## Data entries
☆ ☆ ☆
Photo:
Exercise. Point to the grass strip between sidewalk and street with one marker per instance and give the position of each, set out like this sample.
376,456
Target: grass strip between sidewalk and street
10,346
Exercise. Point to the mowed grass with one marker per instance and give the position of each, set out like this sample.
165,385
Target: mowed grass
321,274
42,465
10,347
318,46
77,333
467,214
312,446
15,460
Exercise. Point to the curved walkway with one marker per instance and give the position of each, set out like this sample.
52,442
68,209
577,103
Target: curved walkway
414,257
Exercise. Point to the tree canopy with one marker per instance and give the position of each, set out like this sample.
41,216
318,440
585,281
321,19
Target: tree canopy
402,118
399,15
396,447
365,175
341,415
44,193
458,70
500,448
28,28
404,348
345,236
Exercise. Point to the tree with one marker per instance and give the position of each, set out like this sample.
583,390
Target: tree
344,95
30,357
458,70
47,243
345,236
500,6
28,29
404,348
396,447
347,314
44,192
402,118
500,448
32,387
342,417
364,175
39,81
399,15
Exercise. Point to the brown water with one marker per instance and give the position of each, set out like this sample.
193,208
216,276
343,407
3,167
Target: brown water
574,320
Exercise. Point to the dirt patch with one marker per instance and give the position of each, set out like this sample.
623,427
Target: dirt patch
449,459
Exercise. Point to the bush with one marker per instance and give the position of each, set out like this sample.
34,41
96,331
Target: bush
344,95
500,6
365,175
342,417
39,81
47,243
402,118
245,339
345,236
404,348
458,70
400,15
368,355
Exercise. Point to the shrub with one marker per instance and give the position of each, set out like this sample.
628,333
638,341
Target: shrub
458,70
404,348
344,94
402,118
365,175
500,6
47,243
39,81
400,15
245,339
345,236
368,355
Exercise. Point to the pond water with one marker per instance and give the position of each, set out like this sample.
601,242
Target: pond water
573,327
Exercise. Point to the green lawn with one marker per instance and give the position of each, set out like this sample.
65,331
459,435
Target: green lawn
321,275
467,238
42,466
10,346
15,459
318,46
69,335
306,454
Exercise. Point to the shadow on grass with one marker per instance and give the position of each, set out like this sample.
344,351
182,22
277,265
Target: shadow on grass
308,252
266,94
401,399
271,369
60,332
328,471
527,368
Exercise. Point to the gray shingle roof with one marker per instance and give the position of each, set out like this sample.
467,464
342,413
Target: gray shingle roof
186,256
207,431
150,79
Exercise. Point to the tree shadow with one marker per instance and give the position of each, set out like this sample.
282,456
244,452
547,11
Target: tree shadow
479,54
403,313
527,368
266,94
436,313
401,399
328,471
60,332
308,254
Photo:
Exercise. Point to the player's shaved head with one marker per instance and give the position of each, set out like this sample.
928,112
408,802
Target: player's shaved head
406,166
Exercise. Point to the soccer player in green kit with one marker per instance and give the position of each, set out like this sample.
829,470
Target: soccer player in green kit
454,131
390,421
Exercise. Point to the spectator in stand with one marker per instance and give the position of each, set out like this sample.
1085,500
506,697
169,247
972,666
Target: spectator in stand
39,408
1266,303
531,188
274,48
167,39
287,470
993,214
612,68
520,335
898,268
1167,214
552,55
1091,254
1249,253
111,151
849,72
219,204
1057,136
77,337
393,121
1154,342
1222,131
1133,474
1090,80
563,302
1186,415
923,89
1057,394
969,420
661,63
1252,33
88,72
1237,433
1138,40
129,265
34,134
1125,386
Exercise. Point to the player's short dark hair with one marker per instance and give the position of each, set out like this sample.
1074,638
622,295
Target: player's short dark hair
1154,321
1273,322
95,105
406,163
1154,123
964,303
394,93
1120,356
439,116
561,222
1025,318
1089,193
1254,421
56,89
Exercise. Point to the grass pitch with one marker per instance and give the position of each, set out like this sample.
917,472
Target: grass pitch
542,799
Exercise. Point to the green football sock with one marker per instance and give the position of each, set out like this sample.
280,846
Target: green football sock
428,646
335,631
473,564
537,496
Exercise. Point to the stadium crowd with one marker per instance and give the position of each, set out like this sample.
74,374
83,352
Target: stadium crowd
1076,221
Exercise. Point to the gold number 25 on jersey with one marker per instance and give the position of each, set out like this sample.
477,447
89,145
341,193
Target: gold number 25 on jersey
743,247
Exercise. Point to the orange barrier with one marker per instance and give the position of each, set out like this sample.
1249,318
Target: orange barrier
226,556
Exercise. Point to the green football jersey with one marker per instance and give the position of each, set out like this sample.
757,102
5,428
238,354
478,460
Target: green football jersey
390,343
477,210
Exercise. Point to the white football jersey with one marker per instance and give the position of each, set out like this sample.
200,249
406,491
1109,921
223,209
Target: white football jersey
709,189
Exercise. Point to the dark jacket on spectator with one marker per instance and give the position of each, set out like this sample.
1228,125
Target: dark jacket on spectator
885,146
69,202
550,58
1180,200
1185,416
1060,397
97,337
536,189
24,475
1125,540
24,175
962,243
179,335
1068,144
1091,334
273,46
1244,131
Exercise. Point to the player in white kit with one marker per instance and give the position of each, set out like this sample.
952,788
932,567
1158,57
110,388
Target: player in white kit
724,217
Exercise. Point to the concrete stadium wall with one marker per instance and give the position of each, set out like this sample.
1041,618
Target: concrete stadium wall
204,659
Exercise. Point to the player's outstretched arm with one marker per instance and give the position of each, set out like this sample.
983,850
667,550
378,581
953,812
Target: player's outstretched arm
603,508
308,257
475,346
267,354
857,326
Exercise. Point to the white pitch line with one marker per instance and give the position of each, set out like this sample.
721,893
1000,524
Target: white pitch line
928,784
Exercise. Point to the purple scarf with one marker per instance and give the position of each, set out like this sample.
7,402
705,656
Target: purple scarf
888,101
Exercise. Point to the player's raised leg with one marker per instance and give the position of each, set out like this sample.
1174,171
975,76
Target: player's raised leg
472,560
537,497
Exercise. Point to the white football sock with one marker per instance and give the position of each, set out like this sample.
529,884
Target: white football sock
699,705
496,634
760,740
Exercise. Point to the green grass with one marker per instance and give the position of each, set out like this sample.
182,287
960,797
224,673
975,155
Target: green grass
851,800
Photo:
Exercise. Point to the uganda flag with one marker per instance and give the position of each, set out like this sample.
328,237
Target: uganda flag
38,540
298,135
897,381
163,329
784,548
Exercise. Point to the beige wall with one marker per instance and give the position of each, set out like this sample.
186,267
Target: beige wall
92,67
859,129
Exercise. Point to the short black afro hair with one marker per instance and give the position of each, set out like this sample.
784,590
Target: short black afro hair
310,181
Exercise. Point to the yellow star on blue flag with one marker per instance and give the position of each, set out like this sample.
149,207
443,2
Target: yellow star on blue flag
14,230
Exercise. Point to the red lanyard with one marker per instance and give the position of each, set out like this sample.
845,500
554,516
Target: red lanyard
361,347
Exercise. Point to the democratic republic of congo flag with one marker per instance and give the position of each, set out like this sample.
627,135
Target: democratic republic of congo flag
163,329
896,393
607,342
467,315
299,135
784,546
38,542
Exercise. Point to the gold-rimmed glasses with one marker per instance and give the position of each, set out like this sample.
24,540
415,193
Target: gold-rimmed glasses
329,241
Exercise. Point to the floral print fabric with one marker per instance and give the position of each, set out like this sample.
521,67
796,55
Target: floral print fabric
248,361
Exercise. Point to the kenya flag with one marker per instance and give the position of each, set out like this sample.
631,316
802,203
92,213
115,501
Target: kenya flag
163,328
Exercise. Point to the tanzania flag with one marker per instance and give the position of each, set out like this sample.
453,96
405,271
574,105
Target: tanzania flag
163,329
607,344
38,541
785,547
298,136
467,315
☆ ☆ ☆
## What is being asked
The data above should be copied out with complete accuracy.

## Task solution
Photo:
Exercise. Point to the grass strip between sidewalk and street with one marker per instance and give the position of each, set out like this sample.
376,456
Target: grass strip between sidewalk and street
10,346
Exercise. Point to the mowed grass with one marker per instance and give the position of each, set out like this sample.
165,385
Target: mowed grass
321,274
42,465
10,347
318,46
77,333
467,214
312,446
15,460
Exercise. Point to the curved walkway with one marker per instance and give the position of each, set out like this sample.
52,442
68,209
577,103
Target: curved walkway
414,257
Exercise. Point to the tree canopy with one marker per instance and give the position of each, set out like this sample.
41,216
318,440
585,281
321,19
Target: tree canopy
402,118
399,15
396,447
365,175
341,415
44,193
458,70
500,448
28,28
404,348
345,236
Exercise. Point to the tree with one marker per instance and give the position of each, set out like this sample.
583,390
Target: tree
344,95
30,357
458,70
47,243
345,236
500,6
28,29
404,348
396,447
347,314
44,192
402,118
500,448
32,387
342,417
364,175
39,81
399,15
Exercise. Point to the brown water with one marker per instance and give the position of each, set out like this sample.
193,208
216,276
343,407
3,167
Target: brown water
574,320
Exercise. Point to the dirt patch with one marker per instance and give the position of each, set out like this sample.
623,427
Target: dirt patch
449,459
Exercise. Point to the bush with one marker per instance and give the position of each, set out like this sample.
34,41
96,331
Target: bush
344,95
500,6
365,175
342,417
39,81
47,243
402,118
245,339
345,236
404,348
458,70
400,15
368,355
Exercise. Point to the shrub with one marker per instance and give the position of each, set out like this sample.
628,333
638,341
Target: shrub
458,70
404,348
344,94
402,118
365,175
500,6
47,243
39,81
400,15
245,339
345,236
368,355
Exercise. Point to the pond water with one marker per instance and give the position of each, set out like this sample.
601,242
Target: pond water
573,327
Exercise. Point to the green lawn with one marker per instance and give the position of each, set out like this sample.
65,331
459,435
Target: green lawn
321,275
467,238
42,466
10,346
15,459
318,46
69,335
306,454
Exercise. Point to the shadow on grass with one marker per instance and give the position of each, set out like this sample.
344,351
182,22
277,265
Target: shadow on grass
308,252
266,94
401,399
271,369
60,332
328,471
527,368
Exercise. Point to the gray shingle roof with one marker per instance and give the position of each, set out like this sample.
467,464
342,413
Target: gray shingle roof
186,256
207,431
150,79
Exercise. Point to the tree shadow with one marker per instance and give the position of each, set out like this sample.
282,456
244,452
547,11
Target: tree shadow
479,54
403,313
527,368
266,94
436,313
401,399
328,471
60,332
308,254
Photo:
Exercise. Point to the player's shaved head with one marker per instance and give the position of each, set out like this sample.
928,112
408,802
Target: player's shaved head
406,166
Exercise. Point to the soccer player in green kit with one marker per instance and give the position of each, set out like this sample.
829,470
Target: soccer player in green kit
454,131
390,421
Exercise. Point to the spectator in stand with one marker per instance and give the position of each, set out like this sample.
1085,500
506,697
169,247
972,666
Target: spectator in stand
39,408
1266,303
531,188
274,48
167,39
287,470
993,214
612,68
520,335
898,268
1167,214
552,55
1091,254
1249,253
111,151
849,72
219,204
1057,136
77,337
393,121
1154,342
1222,131
1133,474
1090,80
563,302
1186,415
923,89
1057,394
969,420
661,63
1252,33
88,72
1237,433
1138,40
129,265
34,134
1125,386
Exercise. Point to the player's short dark hair with one marker per instance and give the position of each, set out like this sample.
1074,638
622,295
Target: player's short dark hair
1154,321
1273,322
95,105
406,163
1154,123
964,303
394,93
1120,356
439,116
561,222
1025,318
1089,193
1254,421
56,89
Exercise. Point to the grass pitch with one marker per instance and give the position of each, set out like this sample.
917,472
Target: grass pitch
542,799
Exercise. Point to the green football sock with one marker per instance and give the position of each, set out like this sample.
280,846
Target: green football sock
428,646
335,631
473,564
537,496
Exercise. Point to the stadium crowd with one marker per instance and give the position of each, set out like this sample.
74,374
83,352
Target: stadium crowd
1076,221
Exercise. Point to the gold number 25 on jersey with one marker per instance and give the position of each, set out like this sample.
477,447
89,145
341,193
Target: gold number 25 on jersey
743,247
Exercise. Point to the orange barrier with one marker per instance and give the position of each, set out like this sample.
1249,318
Target: orange barrier
226,556
Exercise. Point to the green football jersey with one marker per instance and give the position of each, set out like this sample.
757,102
5,428
238,354
478,460
Target: green football jersey
390,343
477,210
Exercise. Point to the white football jersey with one marker per instance and give the position of each, set out like this sample.
200,249
406,491
1109,921
223,209
Target: white football jersey
709,189
Exercise. Point to the dark jacket on spectator with one marker per instance and give the position of each, set out like this sample.
1228,125
Target: dark jacket on spectator
885,146
69,202
550,58
1180,200
1185,416
1060,397
97,337
536,189
24,475
1125,540
24,175
962,243
179,335
1068,144
1091,334
273,46
1244,131
Exercise. Point to the player in white kit with one marker per instance and give the position of each, set out like this sample.
952,788
932,567
1158,57
110,388
Target: player in white kit
724,217
Exercise. Point to the concrete stadium wall with one marker per instance and give the position of each, set out like this sample.
1041,618
Target: concrete stadium wall
204,659
Exercise. Point to the player's outstretched arm with one marker per instance and give the position of each, set out like this sample.
983,850
667,550
378,581
953,812
Target: player's outstretched arm
603,508
308,257
475,346
267,354
857,326
Exercise. Point to the white pitch line with one marker per instance and give the position of each, set out like this sample.
721,893
1000,524
Target: white pitch line
928,784
Exercise. Point to the purple scarf with one marker per instance and give the position of each, set out like this sample.
7,402
705,656
Target: purple scarf
888,101
Exercise. Point to the player's raised leg with one marker per instance and give the position of each, set out like this sample.
1174,171
975,76
Target: player's raised leg
472,560
537,497
Exercise. Point to the white football sock with one marker per instance and give the position of each, set out like this sample.
529,884
Target: white football sock
699,705
496,634
760,740
Exercise. Point to the green grass with one marker per instance and give the position of each, set out like this sample.
182,287
960,797
224,673
975,155
Target: green grass
851,800
Photo:
Exercise. Point to the uganda flag with one marker per instance and give the position of each, set out like this sample.
328,237
Target: uganda flag
38,540
298,135
897,381
163,329
784,548
Exercise. Point to the beige wall with one marker per instance and give the position of each, set out like this sample.
186,267
Target: beige wall
92,67
859,129
Exercise. Point to the short black afro hair with one marker per instance and give the position of each, set out like this sample.
784,590
Target: short black afro hair
310,181
Exercise. Point to the yellow star on blue flag with one marker per instance and give the position of each, set out like this sample.
149,207
443,2
Target: yellow star on blue flag
14,230
Exercise. Point to the red lanyard with one marker per instance and give the position of each, set out like this sample.
845,500
554,516
Target: red lanyard
361,347
Exercise. Point to the democratic republic of congo flag with one marker per instance and give the position of each, set out like this sample.
627,135
Target: democratic republic of congo flag
163,329
896,393
607,342
467,315
299,135
784,546
38,542
Exercise. Point to the gold-rimmed glasses with one marker per instance and give the position of each, set out like this sample.
24,540
415,193
Target: gold-rimmed glasses
329,241
Exercise. Point to the floral print fabric with one marker per instance and give the position of each, set out like this sample.
521,67
796,55
Target: floral print fabric
248,361
Exercise. Point to the kenya flag with one marker per instance and give the position of each, set out like this sample.
631,316
802,203
92,213
115,501
Target: kenya flag
163,328
Exercise. Point to the tanzania flag with one marker per instance and give the position of each, set out like this sample.
453,96
405,271
574,105
Target: tanzania flag
163,329
607,344
38,541
785,547
298,136
467,315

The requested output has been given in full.